TEXT EXCERPT:
□ □ □ □

This will complete the kde4.0 installation



Now use KDE 4 after log out and change Desktop Manager via Sessions in Log In Screen


----------



## Net007 (Jan 12, 2008)

Thanks for the screen shots.


----------



## axxo (Jan 12, 2008)

Dark Star said:


> Here is a small How to which will let you install KDE 4 in Ubuntu Gutsy
> 
> DO these in Terminal
> 
> ...



so does that mean we need not have kubuntu for KDE experience....Ubuntu is just enough?


----------



## Dark Star (Jan 12, 2008)

^^yep


----------



## x3060 (Jan 12, 2008)

nice screens...., beautifullllllll


----------



## praka123 (Jan 13, 2008)

kubuntu seems for me a little buggy!i feel,better install kde in ubuntu.remove Gnome DE and gnome-gtk packages which ur not gonna use.still,even in kde only distros,ppl needs gtklibs as dep for many packages


----------



## khattam_ (Jan 13, 2008)

Where can I get the link to Offline install pack for OpenSuse 10.3?


----------



## drgrudge (Jan 13, 2008)

Looks very good. But Atleast 2 of the above feature seems to be copied from Mac OS X.


----------



## praka123 (Jan 13, 2008)

^yeah,the  very OS X itself is copied and forked from freebsd,safari browser webkit is copied and ripped off from KHTML(kde) of Konqueror browser and still relies on kde and Linux/ open source community for almost 50% of basic tools like CUPS etc .so we can see who has copied whom  happy ?
OS X is just a bad fork of freebsd if to be answered frankly!


----------



## drgrudge (Jan 13, 2008)

^^ 
Hey, chill out man. Got Honey inside you?  

I've neither used FreeBSD nor Safari to comment on your statement.

□ □ □ □

RECORDED INFORMATION:
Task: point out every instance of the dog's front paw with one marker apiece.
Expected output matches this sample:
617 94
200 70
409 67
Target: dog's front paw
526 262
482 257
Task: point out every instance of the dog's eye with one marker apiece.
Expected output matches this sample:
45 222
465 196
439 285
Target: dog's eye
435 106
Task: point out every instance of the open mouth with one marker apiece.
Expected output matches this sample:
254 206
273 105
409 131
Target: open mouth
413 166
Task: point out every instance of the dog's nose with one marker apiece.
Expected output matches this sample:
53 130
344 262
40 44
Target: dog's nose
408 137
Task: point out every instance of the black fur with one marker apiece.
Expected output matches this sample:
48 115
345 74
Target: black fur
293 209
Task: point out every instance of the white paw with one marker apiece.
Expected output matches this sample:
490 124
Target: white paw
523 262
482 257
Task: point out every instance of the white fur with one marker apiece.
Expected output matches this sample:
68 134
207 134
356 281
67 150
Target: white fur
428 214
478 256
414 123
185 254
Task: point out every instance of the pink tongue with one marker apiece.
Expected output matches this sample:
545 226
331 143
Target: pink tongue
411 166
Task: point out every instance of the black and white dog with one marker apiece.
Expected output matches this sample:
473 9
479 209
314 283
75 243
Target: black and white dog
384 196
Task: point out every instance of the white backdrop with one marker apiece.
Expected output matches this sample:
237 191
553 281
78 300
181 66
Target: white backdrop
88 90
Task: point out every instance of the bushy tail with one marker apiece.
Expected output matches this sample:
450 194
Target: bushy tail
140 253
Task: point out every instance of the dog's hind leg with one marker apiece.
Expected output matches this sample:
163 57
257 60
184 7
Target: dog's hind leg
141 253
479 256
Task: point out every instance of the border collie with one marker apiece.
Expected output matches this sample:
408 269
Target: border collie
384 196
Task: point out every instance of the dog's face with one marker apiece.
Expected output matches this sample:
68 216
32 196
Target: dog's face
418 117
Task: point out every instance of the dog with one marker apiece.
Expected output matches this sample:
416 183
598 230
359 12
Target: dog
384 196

□ □ □ □

GIVEN PROBLEM: Render this sentence from the KDE 4 forum thread in Spanish: "I've neither used FreeBSD nor Safari to comment on your statement." The records play no part in this exercise.

TASK SOLUTION: No he usado ni FreeBSD ni Safari como para comentar tu afirmación.